WHAT THE TASK REQUIRES
Copy, from the listing, every line in which the string "wooden" is present.

ENTRIES PROVIDED

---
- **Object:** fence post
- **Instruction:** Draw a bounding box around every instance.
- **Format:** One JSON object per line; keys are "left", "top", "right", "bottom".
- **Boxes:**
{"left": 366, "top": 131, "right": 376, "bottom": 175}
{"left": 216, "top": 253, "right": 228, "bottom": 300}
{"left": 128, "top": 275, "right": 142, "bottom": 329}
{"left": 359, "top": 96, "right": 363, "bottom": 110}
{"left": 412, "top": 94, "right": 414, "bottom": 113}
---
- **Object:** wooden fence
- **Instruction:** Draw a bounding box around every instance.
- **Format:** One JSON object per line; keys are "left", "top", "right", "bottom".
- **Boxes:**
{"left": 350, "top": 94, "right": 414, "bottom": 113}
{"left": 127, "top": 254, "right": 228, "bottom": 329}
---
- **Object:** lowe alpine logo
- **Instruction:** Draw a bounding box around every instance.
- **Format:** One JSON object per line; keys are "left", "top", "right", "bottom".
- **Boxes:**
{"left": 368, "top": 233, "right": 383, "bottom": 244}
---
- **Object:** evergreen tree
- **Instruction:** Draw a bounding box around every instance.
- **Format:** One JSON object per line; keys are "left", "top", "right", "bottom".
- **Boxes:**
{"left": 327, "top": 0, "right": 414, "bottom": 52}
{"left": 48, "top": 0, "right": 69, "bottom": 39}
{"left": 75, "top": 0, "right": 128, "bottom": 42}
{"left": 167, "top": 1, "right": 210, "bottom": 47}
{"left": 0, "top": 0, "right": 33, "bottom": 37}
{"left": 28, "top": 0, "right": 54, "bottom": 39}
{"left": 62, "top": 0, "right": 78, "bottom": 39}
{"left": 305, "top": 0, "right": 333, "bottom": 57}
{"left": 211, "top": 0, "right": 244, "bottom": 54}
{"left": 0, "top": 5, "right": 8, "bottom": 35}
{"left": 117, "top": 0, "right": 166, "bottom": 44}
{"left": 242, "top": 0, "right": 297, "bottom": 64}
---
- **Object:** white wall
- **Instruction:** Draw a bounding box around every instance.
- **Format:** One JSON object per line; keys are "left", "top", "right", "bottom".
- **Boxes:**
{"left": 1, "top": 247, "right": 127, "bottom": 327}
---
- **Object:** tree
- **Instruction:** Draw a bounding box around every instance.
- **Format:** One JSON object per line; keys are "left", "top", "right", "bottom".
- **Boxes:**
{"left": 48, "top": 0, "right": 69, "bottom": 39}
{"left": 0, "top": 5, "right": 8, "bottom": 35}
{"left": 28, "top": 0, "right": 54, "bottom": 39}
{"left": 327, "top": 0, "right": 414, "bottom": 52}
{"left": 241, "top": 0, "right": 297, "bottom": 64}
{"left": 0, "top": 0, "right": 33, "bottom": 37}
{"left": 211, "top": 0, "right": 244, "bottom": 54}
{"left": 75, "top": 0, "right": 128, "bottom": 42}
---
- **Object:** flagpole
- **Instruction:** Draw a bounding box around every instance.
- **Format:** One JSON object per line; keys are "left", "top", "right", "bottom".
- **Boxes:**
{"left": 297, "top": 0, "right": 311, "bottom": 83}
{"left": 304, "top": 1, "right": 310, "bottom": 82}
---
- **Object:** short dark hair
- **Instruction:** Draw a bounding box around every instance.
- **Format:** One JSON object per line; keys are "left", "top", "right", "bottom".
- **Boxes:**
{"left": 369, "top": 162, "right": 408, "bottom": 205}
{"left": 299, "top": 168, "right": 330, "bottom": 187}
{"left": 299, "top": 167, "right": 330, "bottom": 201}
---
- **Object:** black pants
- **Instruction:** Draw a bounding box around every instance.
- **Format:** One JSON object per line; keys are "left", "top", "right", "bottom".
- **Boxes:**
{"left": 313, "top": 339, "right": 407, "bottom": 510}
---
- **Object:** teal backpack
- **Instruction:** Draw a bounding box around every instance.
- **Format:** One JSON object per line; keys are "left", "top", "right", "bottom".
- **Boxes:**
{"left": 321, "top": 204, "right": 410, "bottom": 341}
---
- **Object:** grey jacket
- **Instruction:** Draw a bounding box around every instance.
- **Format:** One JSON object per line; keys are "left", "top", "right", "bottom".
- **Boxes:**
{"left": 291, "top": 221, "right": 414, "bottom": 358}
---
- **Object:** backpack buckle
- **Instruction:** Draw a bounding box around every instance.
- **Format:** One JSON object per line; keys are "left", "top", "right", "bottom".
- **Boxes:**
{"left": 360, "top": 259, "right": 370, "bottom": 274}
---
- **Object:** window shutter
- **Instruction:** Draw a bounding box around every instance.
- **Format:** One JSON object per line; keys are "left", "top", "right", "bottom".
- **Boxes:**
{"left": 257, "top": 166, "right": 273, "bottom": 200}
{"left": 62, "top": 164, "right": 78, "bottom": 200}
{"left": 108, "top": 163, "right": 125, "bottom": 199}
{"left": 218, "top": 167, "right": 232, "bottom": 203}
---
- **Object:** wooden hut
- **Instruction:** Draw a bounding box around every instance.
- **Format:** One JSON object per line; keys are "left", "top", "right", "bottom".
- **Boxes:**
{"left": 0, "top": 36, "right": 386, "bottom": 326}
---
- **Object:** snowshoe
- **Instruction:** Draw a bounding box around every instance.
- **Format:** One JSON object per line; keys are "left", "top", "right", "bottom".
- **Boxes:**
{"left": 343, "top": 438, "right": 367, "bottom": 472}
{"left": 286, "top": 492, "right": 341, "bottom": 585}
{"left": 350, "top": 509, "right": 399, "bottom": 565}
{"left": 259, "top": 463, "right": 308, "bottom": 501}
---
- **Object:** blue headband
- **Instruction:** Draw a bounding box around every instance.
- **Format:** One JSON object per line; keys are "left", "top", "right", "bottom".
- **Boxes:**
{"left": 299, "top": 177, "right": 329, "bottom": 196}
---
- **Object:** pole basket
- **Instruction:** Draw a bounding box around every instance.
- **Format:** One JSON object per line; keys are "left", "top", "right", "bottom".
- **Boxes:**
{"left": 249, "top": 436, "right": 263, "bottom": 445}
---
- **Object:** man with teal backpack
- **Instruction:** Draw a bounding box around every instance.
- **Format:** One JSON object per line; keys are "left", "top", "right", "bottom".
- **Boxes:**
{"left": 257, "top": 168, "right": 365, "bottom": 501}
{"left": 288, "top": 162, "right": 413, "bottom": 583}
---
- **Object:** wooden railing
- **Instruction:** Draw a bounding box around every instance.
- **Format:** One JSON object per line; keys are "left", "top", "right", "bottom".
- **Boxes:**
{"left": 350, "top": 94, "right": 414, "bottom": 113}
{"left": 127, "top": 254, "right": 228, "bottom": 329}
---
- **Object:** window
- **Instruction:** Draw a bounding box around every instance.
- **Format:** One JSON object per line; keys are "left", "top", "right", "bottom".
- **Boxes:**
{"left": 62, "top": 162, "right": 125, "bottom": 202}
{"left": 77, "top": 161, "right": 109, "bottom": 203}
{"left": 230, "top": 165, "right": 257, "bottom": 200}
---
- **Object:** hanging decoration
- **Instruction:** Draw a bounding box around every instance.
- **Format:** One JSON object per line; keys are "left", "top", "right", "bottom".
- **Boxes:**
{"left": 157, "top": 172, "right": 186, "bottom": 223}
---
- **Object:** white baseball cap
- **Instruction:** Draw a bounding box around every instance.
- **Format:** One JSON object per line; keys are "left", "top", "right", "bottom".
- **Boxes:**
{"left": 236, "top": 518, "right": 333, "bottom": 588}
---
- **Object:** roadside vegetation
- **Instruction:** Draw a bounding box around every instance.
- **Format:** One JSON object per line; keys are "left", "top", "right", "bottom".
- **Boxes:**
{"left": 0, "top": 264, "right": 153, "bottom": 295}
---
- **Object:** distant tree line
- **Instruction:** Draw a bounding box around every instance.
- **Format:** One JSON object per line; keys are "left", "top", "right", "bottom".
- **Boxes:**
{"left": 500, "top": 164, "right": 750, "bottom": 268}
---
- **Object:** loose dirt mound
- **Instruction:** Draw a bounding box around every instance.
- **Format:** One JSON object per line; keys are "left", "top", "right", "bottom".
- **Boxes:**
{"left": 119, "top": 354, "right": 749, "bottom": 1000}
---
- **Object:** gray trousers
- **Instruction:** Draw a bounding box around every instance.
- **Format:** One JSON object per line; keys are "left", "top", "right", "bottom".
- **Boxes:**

COMPLETED TASK
- **Object:** wooden fence
- **Object:** wooden hut
- **Object:** wooden railing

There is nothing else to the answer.